### [Text passage]
----

Kuhlman Named Junior Investigator of the Year

Kate Ryan Kuhlman, assistant professor of psychological science, has been named the 2019 Junior Investigator of the Year by UC Irvine’s Institute for Clinical and Translational Science.

The award is given to an exceptional university investigator, whose work is broadly focused on the biomedical sciences, who has contributed substantial new insights and knowledge in the pursuit of improving human health and who has linked basic science with clinical application.

Kuhlman and her team of researchers are working to better understand the ways in which adversity during childhood leads to lifelong health impairments.

From her research, Kuhlman has found:

  • Early life adversity may sensitize the brain to immune signals from the body, leading to greater risk for stress-related illness.
  • Different forms of childhood adversity, such as physical maltreatment, neglect and unpredictability may differentially shape the way the body responds to stress in both adaptive and maladaptive ways.

Kuhlman's research aims to use basic neuroscience and immunology to understand why childhood adversity presages these diseases and to identify intervention targets that will more effectively treat this high risk and underserved population.

----

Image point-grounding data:
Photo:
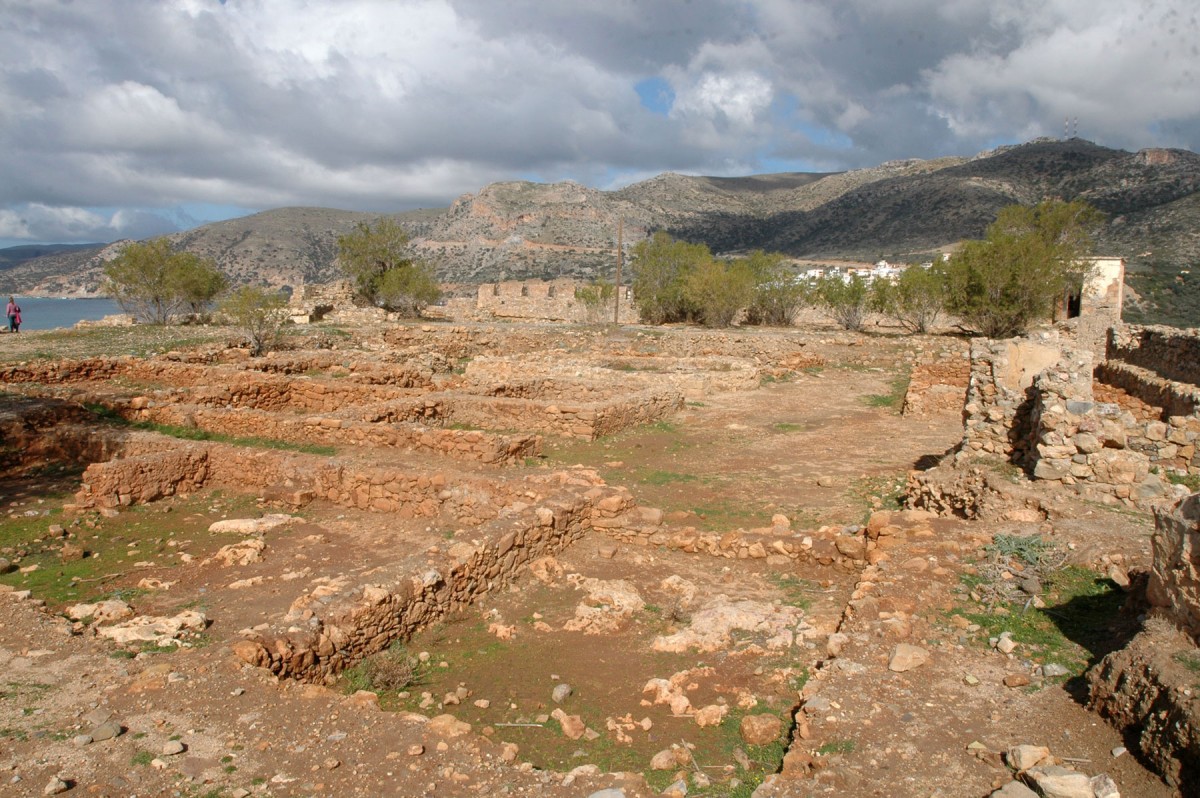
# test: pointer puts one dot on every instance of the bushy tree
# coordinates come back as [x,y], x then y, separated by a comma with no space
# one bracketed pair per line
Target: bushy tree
[1030,258]
[597,300]
[258,313]
[916,299]
[847,301]
[661,267]
[154,282]
[376,258]
[778,293]
[718,289]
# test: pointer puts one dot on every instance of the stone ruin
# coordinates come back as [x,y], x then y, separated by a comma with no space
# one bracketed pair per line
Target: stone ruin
[1111,431]
[406,406]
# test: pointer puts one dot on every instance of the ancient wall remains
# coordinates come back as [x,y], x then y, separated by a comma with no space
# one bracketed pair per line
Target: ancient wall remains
[1174,587]
[551,300]
[937,385]
[1170,353]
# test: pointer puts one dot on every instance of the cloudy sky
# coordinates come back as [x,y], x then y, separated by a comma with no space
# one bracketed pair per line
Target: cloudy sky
[131,118]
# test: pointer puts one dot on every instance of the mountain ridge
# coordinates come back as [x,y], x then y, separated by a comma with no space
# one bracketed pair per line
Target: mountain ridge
[519,229]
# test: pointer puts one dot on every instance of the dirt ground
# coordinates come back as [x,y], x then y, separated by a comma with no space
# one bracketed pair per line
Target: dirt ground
[825,447]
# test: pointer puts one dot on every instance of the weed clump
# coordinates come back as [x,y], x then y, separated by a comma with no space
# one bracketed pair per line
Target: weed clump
[391,670]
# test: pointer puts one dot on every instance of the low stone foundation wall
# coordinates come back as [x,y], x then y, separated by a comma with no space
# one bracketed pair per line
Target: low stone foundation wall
[588,420]
[372,617]
[1174,399]
[937,387]
[207,369]
[473,445]
[151,467]
[1170,353]
[1174,587]
[1147,688]
[369,618]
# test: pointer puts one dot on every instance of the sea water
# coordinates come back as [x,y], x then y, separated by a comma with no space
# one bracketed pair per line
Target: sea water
[51,313]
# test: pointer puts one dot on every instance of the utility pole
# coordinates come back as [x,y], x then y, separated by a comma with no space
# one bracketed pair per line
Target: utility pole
[621,253]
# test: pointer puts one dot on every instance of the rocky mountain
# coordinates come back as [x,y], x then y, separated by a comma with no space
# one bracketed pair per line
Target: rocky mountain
[510,231]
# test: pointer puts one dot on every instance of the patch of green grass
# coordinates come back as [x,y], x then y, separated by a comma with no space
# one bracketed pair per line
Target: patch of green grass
[195,433]
[389,670]
[894,397]
[1071,630]
[837,747]
[1191,481]
[1031,550]
[660,477]
[795,589]
[879,493]
[1191,660]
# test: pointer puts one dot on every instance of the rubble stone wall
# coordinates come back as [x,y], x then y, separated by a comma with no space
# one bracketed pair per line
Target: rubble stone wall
[459,444]
[573,419]
[150,468]
[1169,352]
[549,300]
[937,387]
[1174,587]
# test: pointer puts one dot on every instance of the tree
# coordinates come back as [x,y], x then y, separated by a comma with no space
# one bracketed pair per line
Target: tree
[660,270]
[847,300]
[376,258]
[778,293]
[153,282]
[198,283]
[916,299]
[1030,258]
[718,291]
[597,300]
[259,313]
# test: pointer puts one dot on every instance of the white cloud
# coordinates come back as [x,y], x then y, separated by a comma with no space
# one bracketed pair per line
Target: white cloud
[395,103]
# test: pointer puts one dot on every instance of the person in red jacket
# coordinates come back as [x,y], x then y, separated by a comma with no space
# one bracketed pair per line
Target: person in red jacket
[13,312]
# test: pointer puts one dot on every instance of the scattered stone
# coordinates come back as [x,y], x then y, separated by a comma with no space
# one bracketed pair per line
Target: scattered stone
[1017,681]
[253,526]
[906,658]
[1056,781]
[761,730]
[108,730]
[1023,757]
[677,790]
[711,715]
[55,786]
[1014,790]
[448,726]
[573,725]
[1104,786]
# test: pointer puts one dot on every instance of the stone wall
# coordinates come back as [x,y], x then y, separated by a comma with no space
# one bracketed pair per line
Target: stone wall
[1170,353]
[996,414]
[457,444]
[937,385]
[1174,587]
[549,300]
[366,619]
[153,467]
[577,419]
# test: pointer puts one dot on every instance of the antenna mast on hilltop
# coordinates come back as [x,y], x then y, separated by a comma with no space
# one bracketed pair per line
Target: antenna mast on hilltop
[616,288]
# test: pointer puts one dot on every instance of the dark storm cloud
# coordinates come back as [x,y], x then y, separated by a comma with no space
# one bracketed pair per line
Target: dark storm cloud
[149,105]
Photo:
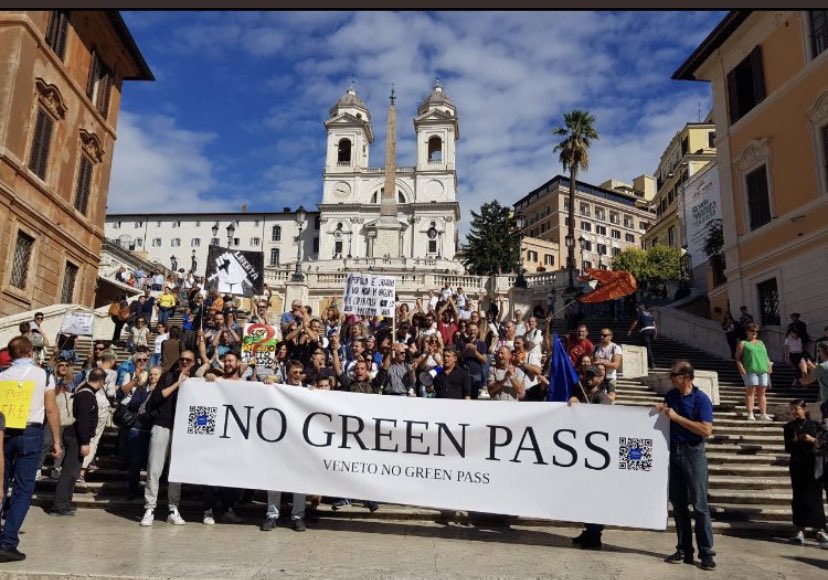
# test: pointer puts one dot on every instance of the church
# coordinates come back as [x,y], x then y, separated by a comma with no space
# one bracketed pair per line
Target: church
[399,216]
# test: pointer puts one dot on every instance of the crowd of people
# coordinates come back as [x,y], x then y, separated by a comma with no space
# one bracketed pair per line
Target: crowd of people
[440,347]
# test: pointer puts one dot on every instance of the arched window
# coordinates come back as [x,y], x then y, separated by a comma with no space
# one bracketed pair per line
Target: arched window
[344,151]
[435,149]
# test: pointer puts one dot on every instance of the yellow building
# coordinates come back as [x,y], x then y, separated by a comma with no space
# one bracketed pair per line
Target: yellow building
[689,151]
[769,75]
[61,76]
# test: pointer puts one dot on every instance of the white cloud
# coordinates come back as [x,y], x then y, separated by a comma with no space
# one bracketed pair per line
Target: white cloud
[160,167]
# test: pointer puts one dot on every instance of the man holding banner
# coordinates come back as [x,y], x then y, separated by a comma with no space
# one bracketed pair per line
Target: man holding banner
[27,393]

----

### [Tasks to complete]
A) In the Kuhlman award announcement, which institute named Kate Ryan Kuhlman the 2019 Junior Investigator of the Year?
B) Resume the Kuhlman award announcement from its last sentence.
Nothing in the listing is needed here.

### [Exercise answers]
A) UC Irvine's Institute for Clinical and Translational Science.

B)
About her award, Kuhlman said: “It is such an honor to be recognized by my colleagues for this work and to help bring awareness to the needs of this population so that we can continue to reduce the impact of childhood adversity in lifespan health.”

Kuhlman currently is running a prospective longitudinal study of teens called the Teen Resilience Project in Los Angeles and Orange County to better understand adolescent risk and resilience to depression.

The project is supported by the National Institute of Mental Health, the Brain and Behavior Research Foundation and the UCI Institute for Clinical and Translational Science. It was designed to elucidate how stressors like chronic sleep problems, maltreatment and poverty influence the way the immune system communicates with the brain and eventually lead to psychopathology.  

Kuhlman holds a Ph.D. in clinical psychology from the University of Michigan and a B.A. in psychology from New York University. She completed post-doctoral training in psychoneuroimmunology at UCLA.